TASK STATEMENT ▸
Render this sentence from the Miller Theatre history in Spanish: "Before the theatre was officially re-opened, presidential candidate Richard Nixon used the facility for a major campaign speech."

-- Start of PROVIDED PASSAGE --

The City built a new theatre with bonds voted by the public. The new theatre, designed by Eugene Werlin and Associates, won several awards: the American Iron and Steel Institute’s Biannual Award (1969), the American Institute of Steel Construction’s Award of Excellence, and the James E. Lincoln Arc Welding Foundation Award. Columns from the original building were moved to the Mecom-Rockwell Colonnade Fountain in front of the Warwick Towers between Fannin and San Jacinto at Hermann Drive.

Before the theatre was officially re-opened, presidential candidate Richard Nixon used the facility for a major campaign speech.

The opening performance at the new theatre was a Summer Symphony performance on September 1, 1968. 15,000 patrons attended the performance.

Controversy swirled around the installation of the tragedy-comedy masks designed by Harry Fulcher in the same year. The abstractedly painted turquoise and orange masks were intended as a unification tool of two ideas, the traditional theme and the contemporary architecture of the theatre.

May 14, 1968
First meeting of proposed Miller Theatre Advisory Council.

September 15, 1968
Theatre Under the Stars produced “Bells Are Ringing,” starting a tradition of free musicals that have entertained thousands each year since.

January 22, 1969
City Council sets fee schedule for MOT use.

The City began providing general revenue funding for productions at MOT allocated by the Parks Director and the Miller Theatre Advisory Council.

MTAC was incorporated as a non-profit organization to “act as a sounding board for activities in the theatre, channel money from bequests, gift and grants to specific organizations for productions in the theatre.”

June 22, 1971
The City Council accepted the services of the Miller Theatre Advisory Council to assist the City in selecting performances for the season and in sharing the costs for these performances. To expand financial resources, MTAB agreed to acquire property by gift, devise, bequest, or otherwise.

August 24, 1972
In Greek mythology, Atropos and her sisters, Clotho and Lachesis were responsible for human destiny. Sculpted by Hanna Stewart, Atropos Key, was donated to the City of Houston by Patricia S. Woodard. Atropos Key is a polished, tool-surface, cast bronze sculpture mounted on a concrete trapezoidal base faced with black slate. The sculpture sits atop the Miller hill.

-- End of PROVIDED PASSAGE --
-- Start of LISTED ENTRIES --

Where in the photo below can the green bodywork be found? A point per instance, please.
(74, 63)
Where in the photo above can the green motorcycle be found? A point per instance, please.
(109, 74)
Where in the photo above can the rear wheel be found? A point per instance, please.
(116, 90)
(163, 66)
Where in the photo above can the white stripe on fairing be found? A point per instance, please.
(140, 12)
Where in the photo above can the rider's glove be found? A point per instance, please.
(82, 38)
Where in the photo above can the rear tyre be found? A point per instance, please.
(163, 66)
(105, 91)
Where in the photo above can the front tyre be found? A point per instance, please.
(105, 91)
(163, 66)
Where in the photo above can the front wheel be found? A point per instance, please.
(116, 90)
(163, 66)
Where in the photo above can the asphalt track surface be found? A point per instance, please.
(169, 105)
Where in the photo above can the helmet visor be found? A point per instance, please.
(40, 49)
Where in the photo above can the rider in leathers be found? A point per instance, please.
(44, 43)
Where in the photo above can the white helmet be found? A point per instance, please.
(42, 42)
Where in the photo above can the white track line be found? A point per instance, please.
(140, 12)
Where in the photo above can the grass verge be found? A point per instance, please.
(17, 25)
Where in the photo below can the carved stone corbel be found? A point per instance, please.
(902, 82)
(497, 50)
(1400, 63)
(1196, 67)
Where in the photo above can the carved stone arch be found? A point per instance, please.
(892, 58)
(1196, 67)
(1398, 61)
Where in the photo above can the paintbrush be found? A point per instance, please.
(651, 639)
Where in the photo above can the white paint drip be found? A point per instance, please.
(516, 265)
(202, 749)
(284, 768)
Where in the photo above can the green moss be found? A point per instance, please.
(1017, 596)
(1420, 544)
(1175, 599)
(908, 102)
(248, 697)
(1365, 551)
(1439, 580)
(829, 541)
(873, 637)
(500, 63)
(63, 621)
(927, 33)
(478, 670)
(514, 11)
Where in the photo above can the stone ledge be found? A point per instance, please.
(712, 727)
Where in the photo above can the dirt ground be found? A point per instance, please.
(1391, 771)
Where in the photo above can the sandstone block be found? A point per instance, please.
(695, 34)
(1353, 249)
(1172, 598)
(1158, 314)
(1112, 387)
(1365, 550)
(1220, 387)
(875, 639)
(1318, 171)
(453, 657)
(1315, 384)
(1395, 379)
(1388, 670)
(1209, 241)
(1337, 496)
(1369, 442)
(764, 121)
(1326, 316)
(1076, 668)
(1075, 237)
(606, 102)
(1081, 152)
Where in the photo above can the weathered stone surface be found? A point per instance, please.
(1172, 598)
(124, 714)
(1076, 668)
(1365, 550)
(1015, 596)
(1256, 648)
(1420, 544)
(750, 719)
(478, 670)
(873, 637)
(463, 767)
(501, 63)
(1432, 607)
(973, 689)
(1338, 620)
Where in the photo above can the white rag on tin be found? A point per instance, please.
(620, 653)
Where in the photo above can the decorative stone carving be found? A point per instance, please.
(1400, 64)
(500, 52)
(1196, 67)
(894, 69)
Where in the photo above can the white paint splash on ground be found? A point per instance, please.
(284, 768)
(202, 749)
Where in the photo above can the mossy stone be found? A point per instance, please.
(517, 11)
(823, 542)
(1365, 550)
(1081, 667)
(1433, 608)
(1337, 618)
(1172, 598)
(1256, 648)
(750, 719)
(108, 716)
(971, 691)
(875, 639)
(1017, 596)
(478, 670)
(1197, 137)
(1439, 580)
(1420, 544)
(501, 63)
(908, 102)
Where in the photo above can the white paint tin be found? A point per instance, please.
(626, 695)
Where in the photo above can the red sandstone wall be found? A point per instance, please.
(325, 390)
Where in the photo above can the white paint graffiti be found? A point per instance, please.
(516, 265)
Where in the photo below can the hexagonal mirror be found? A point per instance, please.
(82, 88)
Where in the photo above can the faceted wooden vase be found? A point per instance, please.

-- End of LISTED ENTRIES --

THE SOLUTION ▸
Antes de que el teatro se reabriera oficialmente, el candidato presidencial Richard Nixon utilizó las instalaciones para un importante discurso de campaña.